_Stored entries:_
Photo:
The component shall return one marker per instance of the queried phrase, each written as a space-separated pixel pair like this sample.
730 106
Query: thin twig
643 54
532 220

...

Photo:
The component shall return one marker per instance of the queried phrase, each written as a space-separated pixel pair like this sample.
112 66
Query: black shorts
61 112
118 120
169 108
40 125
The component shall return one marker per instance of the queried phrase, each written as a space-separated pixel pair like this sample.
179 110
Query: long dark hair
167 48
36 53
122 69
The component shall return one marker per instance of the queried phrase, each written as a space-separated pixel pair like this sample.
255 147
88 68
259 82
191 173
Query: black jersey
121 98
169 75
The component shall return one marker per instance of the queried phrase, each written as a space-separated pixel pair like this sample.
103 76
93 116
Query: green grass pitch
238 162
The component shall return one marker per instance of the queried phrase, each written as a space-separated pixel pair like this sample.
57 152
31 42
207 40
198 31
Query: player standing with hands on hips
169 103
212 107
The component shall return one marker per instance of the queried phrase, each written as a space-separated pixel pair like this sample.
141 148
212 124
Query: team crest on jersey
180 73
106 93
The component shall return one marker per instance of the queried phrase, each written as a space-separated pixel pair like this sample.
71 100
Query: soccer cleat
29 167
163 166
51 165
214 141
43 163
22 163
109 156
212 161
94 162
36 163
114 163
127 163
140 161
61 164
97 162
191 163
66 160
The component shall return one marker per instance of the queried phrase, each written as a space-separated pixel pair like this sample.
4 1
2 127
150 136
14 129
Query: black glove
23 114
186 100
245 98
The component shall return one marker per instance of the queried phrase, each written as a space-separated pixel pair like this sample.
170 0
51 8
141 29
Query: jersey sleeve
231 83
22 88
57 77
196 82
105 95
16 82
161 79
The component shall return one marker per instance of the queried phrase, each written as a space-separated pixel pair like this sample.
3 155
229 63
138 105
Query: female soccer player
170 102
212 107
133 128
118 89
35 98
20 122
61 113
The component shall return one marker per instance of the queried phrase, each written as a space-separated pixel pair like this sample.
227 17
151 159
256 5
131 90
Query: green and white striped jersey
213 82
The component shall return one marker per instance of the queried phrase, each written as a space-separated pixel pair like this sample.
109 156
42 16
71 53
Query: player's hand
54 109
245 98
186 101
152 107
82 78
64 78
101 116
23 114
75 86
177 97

...

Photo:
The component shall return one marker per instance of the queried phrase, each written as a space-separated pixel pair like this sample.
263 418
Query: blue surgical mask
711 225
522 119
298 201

_GIVEN EXERCISE:_ Gather every line of the data above that contains the word "green", and list each one in full.

_SOLUTION BELOW:_
Query: green grass pitch
Query: green and white striped jersey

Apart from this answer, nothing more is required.